EXERCISE -> Copy out all the records below, swapping every "Scouting task" for "Marking task" and leaving everything else unchanged. Omit the pictures from your copy.

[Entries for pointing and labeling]
╭──

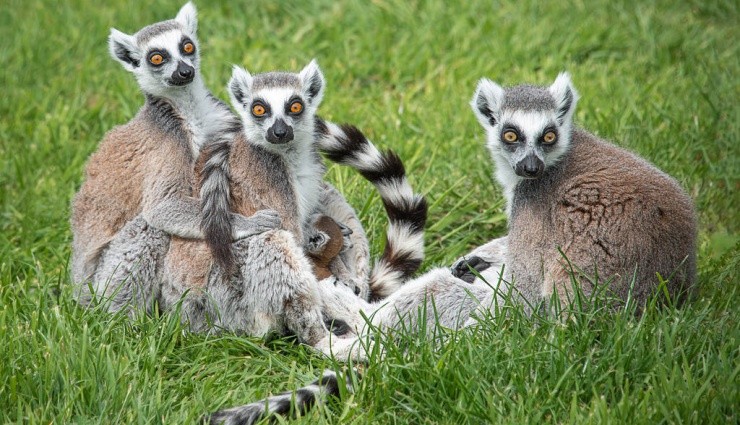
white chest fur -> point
(204, 116)
(307, 175)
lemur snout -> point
(184, 74)
(280, 132)
(530, 167)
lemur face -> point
(278, 108)
(163, 56)
(528, 128)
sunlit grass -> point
(658, 77)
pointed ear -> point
(240, 85)
(188, 18)
(313, 83)
(123, 48)
(487, 102)
(565, 96)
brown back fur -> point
(136, 165)
(611, 213)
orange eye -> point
(510, 137)
(156, 59)
(296, 107)
(258, 110)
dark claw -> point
(462, 269)
(346, 231)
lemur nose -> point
(530, 166)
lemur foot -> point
(316, 242)
(346, 233)
(461, 269)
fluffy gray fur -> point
(610, 212)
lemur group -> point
(226, 217)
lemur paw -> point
(317, 242)
(461, 269)
(259, 222)
(346, 239)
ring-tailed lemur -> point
(604, 207)
(613, 214)
(274, 164)
(278, 113)
(138, 186)
(448, 301)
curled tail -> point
(407, 211)
(281, 404)
(215, 198)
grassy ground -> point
(660, 77)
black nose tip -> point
(530, 167)
(280, 132)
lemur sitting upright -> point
(137, 202)
(610, 212)
(278, 113)
(274, 164)
(613, 214)
(138, 186)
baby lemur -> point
(274, 164)
(608, 210)
(323, 252)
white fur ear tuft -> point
(565, 96)
(123, 48)
(313, 82)
(239, 86)
(487, 102)
(188, 18)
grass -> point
(659, 77)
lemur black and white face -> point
(163, 56)
(528, 128)
(278, 108)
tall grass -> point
(658, 77)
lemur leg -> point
(437, 297)
(129, 269)
(352, 266)
(274, 291)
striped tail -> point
(282, 404)
(407, 211)
(215, 198)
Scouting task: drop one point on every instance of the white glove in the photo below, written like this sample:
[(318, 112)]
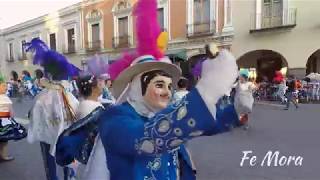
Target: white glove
[(217, 78)]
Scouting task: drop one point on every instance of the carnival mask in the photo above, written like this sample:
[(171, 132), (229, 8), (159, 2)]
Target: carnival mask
[(158, 92)]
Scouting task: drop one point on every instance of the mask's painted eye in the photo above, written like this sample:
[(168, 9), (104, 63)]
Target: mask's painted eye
[(158, 85)]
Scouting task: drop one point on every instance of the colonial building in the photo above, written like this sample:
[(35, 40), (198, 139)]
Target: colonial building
[(277, 34), (108, 26), (60, 30)]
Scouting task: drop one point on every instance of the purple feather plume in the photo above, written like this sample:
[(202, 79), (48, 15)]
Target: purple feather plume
[(197, 69), (52, 62)]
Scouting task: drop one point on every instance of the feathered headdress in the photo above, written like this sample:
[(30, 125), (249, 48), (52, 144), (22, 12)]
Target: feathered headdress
[(2, 79), (97, 66), (52, 62), (147, 33)]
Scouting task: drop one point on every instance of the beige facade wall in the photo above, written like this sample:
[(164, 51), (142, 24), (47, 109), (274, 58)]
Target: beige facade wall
[(296, 45), (178, 19)]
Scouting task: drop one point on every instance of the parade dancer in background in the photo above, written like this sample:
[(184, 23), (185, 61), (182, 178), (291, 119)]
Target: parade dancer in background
[(291, 83), (142, 135), (54, 108), (73, 145), (243, 100), (9, 128)]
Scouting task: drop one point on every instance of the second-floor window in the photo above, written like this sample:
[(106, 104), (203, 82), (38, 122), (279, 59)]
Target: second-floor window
[(95, 35), (201, 15), (10, 52), (23, 53), (123, 31), (272, 13), (53, 45), (161, 18), (71, 40)]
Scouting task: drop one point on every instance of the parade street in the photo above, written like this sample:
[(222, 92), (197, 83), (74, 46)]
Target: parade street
[(292, 133)]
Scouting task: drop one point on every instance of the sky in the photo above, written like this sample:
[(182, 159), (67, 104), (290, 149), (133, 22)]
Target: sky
[(17, 11)]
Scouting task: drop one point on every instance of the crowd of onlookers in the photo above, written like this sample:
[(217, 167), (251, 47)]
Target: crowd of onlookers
[(24, 84), (303, 90)]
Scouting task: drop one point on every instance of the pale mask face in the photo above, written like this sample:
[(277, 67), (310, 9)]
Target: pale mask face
[(242, 79), (158, 92), (3, 88), (101, 84)]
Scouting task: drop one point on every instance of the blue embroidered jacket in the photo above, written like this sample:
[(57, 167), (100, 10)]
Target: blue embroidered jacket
[(138, 148)]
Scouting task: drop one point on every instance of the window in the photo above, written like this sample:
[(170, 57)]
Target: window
[(272, 13), (52, 38), (71, 40), (95, 36), (23, 53), (201, 16), (161, 18), (123, 31), (10, 52)]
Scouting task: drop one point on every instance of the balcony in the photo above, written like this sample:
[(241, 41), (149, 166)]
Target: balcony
[(9, 59), (121, 41), (69, 49), (201, 29), (93, 46), (284, 20), (22, 57)]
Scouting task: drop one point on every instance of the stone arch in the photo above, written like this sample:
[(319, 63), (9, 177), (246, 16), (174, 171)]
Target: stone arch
[(265, 62)]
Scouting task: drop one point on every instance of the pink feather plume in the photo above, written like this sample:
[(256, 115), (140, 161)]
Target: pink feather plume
[(147, 32)]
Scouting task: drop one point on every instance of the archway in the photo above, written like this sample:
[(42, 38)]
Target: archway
[(264, 62), (313, 63)]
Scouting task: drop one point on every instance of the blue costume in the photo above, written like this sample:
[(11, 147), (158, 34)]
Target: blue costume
[(147, 148)]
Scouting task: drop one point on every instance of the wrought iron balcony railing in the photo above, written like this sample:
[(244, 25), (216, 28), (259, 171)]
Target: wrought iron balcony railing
[(278, 20), (201, 29), (22, 57), (94, 45), (121, 41), (69, 49)]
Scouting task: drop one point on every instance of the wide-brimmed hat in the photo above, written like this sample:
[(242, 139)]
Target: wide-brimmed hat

╰──

SOLUTION TO THIS PROBLEM ->
white chest fur -> point
(204, 116)
(307, 175)
lemur snout -> point
(184, 74)
(280, 132)
(530, 167)
lemur face -> point
(278, 108)
(163, 56)
(528, 128)
sunlit grass -> point
(658, 77)
pointed ear -> point
(240, 85)
(188, 18)
(313, 83)
(123, 48)
(487, 102)
(565, 96)
brown back fur -> point
(136, 165)
(611, 213)
orange eye -> point
(510, 137)
(156, 59)
(296, 107)
(258, 110)
dark claw -> point
(462, 269)
(346, 231)
lemur nose -> point
(530, 166)
lemur foot -> point
(316, 242)
(346, 233)
(461, 269)
fluffy gray fur -> point
(610, 212)
lemur group -> point
(226, 217)
lemur paw -> point
(317, 242)
(461, 269)
(259, 222)
(346, 239)
ring-tailed lemur -> point
(604, 207)
(613, 214)
(274, 164)
(278, 113)
(138, 186)
(448, 301)
curled tail -> point
(407, 211)
(281, 404)
(215, 198)
grassy ground -> point
(660, 77)
black nose tip -> point
(530, 167)
(280, 132)
lemur sitting upright -> point
(137, 202)
(610, 212)
(278, 113)
(274, 164)
(613, 214)
(138, 186)
baby lemur -> point
(274, 164)
(608, 210)
(323, 252)
white fur ear tuft -> point
(565, 96)
(123, 48)
(313, 82)
(239, 86)
(487, 102)
(188, 18)
grass -> point
(659, 77)
lemur black and white face -> point
(163, 56)
(528, 128)
(278, 108)
tall grass -> point
(658, 77)
lemur leg -> point
(437, 297)
(129, 269)
(352, 266)
(274, 291)
striped tail -> point
(282, 404)
(407, 211)
(215, 198)
Marking task: drop one point on every instance of the white glove in the photo below, written like this sample:
[(318, 112)]
Target: white glove
[(217, 78)]
Marking task: drop one point on every instance of the carnival mask in the photo above, written like this sample:
[(171, 132), (229, 8), (159, 2)]
Target: carnival mask
[(158, 92)]
Marking task: drop one point on every instance of the mask's painted eye in the photo above, written like this sample:
[(168, 9), (104, 63)]
Target: mask's painted eye
[(158, 85)]
Marking task: drop one point on every instance of the colonial building in the photo above, written like this sample:
[(35, 40), (198, 139)]
Target: colonial building
[(277, 34), (108, 26), (60, 30)]
Marking task: drop one point on every instance of the purple feather plume in the photo above, written like this sample:
[(202, 79), (48, 15)]
Target: purple feather plume
[(197, 69), (52, 62)]
Marking task: drop one point on every instance of the feathered headdress in the photo above, written like this sample:
[(30, 125), (249, 48), (52, 144), (22, 12)]
Target: feathered headdress
[(2, 79), (97, 66), (52, 62), (147, 33)]
Marking task: drop one point on every instance of the beige facade wall in the photo above, written like this sample:
[(164, 51), (142, 24), (47, 109), (274, 58)]
Target: beige facade wall
[(296, 45), (178, 19)]
Marking task: drop one point on every instance of the parade dancer in background in the photo above, written like this sample:
[(184, 23), (185, 61), (182, 178), (291, 119)]
Target: parade dancer in background
[(291, 83), (142, 135), (54, 108), (73, 145), (243, 100), (9, 128)]
Marking task: drop one point on every instance of the second-floor window in the photo above, written like this sample:
[(106, 104), (203, 82), (38, 122), (279, 59)]
Target: second-floor window
[(95, 35), (201, 15), (10, 52), (23, 53), (123, 31), (272, 13), (53, 45), (161, 18), (71, 40)]
Marking task: drop one point on every instance of the parade street in the photo above, written like this sample:
[(222, 92), (197, 83), (74, 46)]
Target: parade street
[(292, 133)]
Marking task: drop one point on every instance of the sky in the photo above, written like this sample:
[(182, 159), (67, 104), (290, 149), (133, 22)]
Target: sky
[(17, 11)]
Marking task: drop one point on every instance of the crowd of onlookers in the photo above, written like this sample:
[(217, 167), (251, 47)]
Target: crowd of onlookers
[(24, 84), (303, 90)]
Marking task: drop one point on every instance of the pale mask face in the photo above, written like this sample:
[(277, 67), (310, 9)]
Target: pale mask face
[(242, 79), (158, 92), (3, 88), (101, 84)]
Marking task: drop one point on every instance of the blue embroidered jacket in the photo above, written like this sample:
[(57, 167), (100, 10)]
Target: blue embroidered jacket
[(138, 148)]
Marking task: drop one point on every instance of the window in the photo above, written like this sample:
[(170, 57)]
Target: window
[(272, 13), (52, 38), (71, 40), (95, 36), (23, 53), (201, 16), (161, 18), (123, 31), (10, 52)]
Marking task: drop one point on every instance of the balcony in the photo above, written like this sample:
[(241, 41), (149, 166)]
Target: balcony
[(9, 59), (121, 41), (69, 49), (201, 29), (93, 46), (284, 20), (22, 57)]
Marking task: drop one point on every instance of the stone arch in the photo above, written like this sample:
[(319, 63), (9, 177), (246, 16), (174, 171)]
Target: stone arch
[(265, 62)]
Marking task: drop one point on every instance of the pink feather plume in the photo above, written like this sample:
[(256, 115), (140, 161)]
Target: pink feather plume
[(147, 32)]
Marking task: drop one point on every instance of the archway in the photo above, written like this sample:
[(42, 38)]
Target: archway
[(264, 62), (313, 63)]
Marking task: drop one point on every instance of the blue costume in the photo above, written like this sample:
[(11, 147), (158, 34)]
Target: blue costume
[(147, 148)]
Marking task: drop one point on every instance of the wrought iron balcony railing in the photo above, written like this sample:
[(244, 25), (216, 28), (259, 171)]
Target: wrought iron balcony railing
[(278, 20), (201, 29), (22, 57), (94, 45), (121, 41), (69, 49)]
Marking task: drop one point on every instance of the wide-brimmed hat in the photo above, written like this sample:
[(242, 139)]
Target: wide-brimmed hat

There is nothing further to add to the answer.